■ Extrait ■

La situation en Palestine semble ne jamais quitter l'actualité, et pourtant elle
paraît si répétitive et si sombre qu'il est difficile de trouver des documents qui
sortent un peu de ce climat. Néanmoins, un film avait déjà attiré notre attention
cette année, celui de Elia Suleiman, Intervention divine, qui nous a surpris (en positif) par
son ton en petites touches, parfois souriantes, qui nous donnaient des Palestiniens un visage
décalé par rapport à celui que nous aurions facilement si nous nous contentions
d'une première approche.
Le livre témoignage de Théodora Oikonomides contient aussi quelques traits d'humour sur les
Palestiniens et souvent par les Palestiniens eux-mêmes. Bien sûr l'auteur, une jeune
enseignante d'origine grecque travaillant pour une ONG en Palestine, témoigne aussi de ses crises
de larmes, de ses désespoirs et de son effroi face à certaines situations. Mais elle le fait
sur un ton jamais larmoyant ou qui voudrait nous attendrir avec un catastrophisme convenu. Théodora
Oikonomides, sans doute parce qu'elle vit depuis 2000 en Palestine, a su percevoir au quotidien toutes
les formes de résistance de la population.

■ Données de l'exercice ■
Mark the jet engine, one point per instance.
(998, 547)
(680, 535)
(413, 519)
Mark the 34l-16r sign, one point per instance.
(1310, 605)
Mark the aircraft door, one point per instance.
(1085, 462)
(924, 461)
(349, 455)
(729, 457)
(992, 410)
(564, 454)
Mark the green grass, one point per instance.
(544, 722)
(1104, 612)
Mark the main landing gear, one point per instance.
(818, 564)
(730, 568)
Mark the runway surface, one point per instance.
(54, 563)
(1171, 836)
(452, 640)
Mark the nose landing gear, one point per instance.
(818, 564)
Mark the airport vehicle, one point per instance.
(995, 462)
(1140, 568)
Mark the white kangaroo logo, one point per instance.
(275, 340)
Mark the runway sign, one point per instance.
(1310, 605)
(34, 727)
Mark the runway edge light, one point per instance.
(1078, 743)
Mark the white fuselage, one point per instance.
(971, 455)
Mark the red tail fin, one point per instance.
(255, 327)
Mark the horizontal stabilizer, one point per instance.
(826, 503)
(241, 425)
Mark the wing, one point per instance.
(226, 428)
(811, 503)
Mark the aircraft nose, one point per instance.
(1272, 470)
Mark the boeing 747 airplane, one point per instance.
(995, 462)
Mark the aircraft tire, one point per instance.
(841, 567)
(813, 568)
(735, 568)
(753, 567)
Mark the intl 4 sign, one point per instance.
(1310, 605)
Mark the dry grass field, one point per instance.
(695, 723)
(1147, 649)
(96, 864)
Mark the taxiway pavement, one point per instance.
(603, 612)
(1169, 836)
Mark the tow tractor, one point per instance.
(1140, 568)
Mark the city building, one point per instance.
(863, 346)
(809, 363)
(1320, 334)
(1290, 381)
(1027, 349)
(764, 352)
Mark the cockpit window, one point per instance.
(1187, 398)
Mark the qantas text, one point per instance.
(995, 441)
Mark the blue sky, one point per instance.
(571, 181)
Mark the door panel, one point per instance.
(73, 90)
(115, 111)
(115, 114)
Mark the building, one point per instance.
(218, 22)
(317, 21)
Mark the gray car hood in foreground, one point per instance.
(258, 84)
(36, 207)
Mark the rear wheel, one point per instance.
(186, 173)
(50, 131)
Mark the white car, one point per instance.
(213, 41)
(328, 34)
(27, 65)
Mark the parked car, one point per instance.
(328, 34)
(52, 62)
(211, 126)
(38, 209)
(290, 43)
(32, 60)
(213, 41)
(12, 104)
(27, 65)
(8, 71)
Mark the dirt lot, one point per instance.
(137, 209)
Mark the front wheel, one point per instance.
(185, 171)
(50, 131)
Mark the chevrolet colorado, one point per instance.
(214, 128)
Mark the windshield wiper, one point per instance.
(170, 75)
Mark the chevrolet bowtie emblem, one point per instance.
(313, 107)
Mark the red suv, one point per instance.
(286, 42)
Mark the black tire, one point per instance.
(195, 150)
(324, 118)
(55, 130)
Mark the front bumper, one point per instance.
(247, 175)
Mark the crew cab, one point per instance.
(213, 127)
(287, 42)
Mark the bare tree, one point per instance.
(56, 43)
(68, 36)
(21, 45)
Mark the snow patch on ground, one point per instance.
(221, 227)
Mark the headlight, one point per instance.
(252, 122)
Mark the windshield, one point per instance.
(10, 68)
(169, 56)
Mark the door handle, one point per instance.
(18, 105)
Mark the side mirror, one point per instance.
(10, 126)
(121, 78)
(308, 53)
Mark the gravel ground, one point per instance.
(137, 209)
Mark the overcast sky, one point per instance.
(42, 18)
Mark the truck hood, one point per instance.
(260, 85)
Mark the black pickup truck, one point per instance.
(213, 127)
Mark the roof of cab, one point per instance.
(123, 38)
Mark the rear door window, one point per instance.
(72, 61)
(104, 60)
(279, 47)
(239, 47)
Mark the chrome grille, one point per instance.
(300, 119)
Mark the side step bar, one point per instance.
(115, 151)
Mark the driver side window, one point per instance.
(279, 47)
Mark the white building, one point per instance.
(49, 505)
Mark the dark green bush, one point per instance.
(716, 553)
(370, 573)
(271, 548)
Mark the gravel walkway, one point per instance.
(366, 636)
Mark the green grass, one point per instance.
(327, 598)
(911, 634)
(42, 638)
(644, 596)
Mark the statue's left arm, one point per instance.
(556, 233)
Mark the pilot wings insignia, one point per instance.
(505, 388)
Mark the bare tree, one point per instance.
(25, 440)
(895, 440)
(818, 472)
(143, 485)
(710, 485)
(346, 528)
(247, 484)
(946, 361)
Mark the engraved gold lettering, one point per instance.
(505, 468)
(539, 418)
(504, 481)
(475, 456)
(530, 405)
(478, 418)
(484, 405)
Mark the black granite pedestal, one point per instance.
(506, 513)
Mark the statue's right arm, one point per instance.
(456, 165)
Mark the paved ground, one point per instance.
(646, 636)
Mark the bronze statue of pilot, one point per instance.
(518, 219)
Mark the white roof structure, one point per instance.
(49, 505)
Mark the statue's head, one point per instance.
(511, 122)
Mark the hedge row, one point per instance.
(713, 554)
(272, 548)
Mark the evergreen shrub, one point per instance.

■ Consignes de l'exercice ■
- A) Indiquez si chacune des affirmations suivantes concorde avec l'extrait, en répondant par oui ou par non et en citant textuellement les mots qui tranchent : (i) l'auteure du livre témoignage est une jeune enseignante d'origine grecque ; (ii) le film Intervention divine a déçu les auteurs du texte ; (iii) Théodora Oikonomides vit en Palestine depuis 2010.
- B) Transformez en tableau Markdown à deux colonnes, « N° » pour le numéro de rangée et « Ligne » pour la ligne, tout le listing depuis la ligne contenant « Mark the black granite » jusqu'à la fin du listing, bornes comprises. Omettez les lignes vides.

■ Réponses complètes ■
- A)
(i) Oui : « une jeune enseignante d'origine grecque travaillant pour une ONG en Palestine ».
(ii) Non : « qui nous a surpris (en positif) ».
(iii) Non : « elle vit depuis 2000 en Palestine ».

- B)
| N° | Ligne |
|---|---|
| 1 | Mark the black granite pedestal, one point per instance. |
| 2 | (506, 513) |
| 3 | Mark the statue's right arm, one point per instance. |
| 4 | (456, 165) |
| 5 | Mark the paved ground, one point per instance. |
| 6 | (646, 636) |
| 7 | Mark the bronze statue of pilot, one point per instance. |
| 8 | (518, 219) |
| 9 | Mark the white roof structure, one point per instance. |
| 10 | (49, 505) |
| 11 | Mark the statue's head, one point per instance. |
| 12 | (511, 122) |
| 13 | Mark the hedge row, one point per instance. |
| 14 | (713, 554) |
| 15 | (272, 548) |
| 16 | Mark the evergreen shrub, one point per instance. |